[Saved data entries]

::::::::::

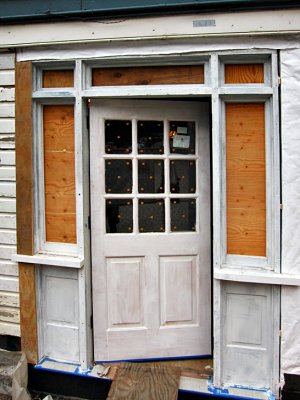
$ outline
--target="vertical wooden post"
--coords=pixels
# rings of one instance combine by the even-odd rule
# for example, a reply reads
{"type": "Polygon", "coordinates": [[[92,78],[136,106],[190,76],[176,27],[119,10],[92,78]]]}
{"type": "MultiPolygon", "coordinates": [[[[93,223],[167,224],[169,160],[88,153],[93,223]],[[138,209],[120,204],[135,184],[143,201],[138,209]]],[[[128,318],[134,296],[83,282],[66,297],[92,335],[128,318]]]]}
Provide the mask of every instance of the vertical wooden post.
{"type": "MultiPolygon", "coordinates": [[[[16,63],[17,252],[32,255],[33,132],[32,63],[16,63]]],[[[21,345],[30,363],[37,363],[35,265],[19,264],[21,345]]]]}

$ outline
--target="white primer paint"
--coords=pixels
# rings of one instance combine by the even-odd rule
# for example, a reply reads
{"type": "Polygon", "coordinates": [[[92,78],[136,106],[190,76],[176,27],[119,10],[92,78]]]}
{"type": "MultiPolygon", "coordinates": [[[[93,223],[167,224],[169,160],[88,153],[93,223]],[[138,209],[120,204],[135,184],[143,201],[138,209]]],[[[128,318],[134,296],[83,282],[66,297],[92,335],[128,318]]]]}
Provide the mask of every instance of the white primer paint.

::::::::::

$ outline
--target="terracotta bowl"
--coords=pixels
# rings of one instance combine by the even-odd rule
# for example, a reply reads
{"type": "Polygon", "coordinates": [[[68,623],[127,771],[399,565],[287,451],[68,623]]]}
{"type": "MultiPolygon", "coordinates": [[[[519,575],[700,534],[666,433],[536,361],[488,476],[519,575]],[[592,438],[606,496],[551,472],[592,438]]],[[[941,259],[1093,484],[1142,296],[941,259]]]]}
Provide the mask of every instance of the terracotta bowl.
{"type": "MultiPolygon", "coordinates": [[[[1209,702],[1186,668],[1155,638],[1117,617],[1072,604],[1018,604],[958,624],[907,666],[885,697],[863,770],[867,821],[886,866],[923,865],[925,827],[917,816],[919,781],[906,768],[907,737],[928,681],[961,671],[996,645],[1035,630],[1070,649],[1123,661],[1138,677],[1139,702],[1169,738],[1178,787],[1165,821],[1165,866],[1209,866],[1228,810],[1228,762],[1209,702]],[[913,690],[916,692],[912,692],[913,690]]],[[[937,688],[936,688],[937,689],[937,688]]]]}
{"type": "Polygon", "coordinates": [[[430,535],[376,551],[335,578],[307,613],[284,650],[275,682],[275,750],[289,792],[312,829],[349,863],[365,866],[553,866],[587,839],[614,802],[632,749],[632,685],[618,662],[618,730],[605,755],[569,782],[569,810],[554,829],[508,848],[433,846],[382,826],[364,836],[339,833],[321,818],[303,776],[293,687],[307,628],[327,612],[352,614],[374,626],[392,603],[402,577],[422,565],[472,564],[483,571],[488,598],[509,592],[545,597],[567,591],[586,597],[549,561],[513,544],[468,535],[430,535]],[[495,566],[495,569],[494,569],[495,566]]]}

::::::::::

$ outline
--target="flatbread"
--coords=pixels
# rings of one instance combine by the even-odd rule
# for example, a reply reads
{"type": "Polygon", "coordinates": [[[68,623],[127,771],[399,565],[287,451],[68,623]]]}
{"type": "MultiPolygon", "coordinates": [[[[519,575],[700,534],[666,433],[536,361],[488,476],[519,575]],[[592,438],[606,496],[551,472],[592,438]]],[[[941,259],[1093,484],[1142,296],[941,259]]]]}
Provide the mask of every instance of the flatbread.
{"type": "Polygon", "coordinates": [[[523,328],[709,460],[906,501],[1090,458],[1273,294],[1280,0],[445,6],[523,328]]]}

::::::::::

» **EXERCISE DIRECTIONS**
Filter the entries down to the lines with the word "target" in them, and copy those lines.

» **EXERCISE ANSWER**
--target="vertical wooden post"
--target="white primer paint"
--target="terracotta bowl"
--target="flatbread"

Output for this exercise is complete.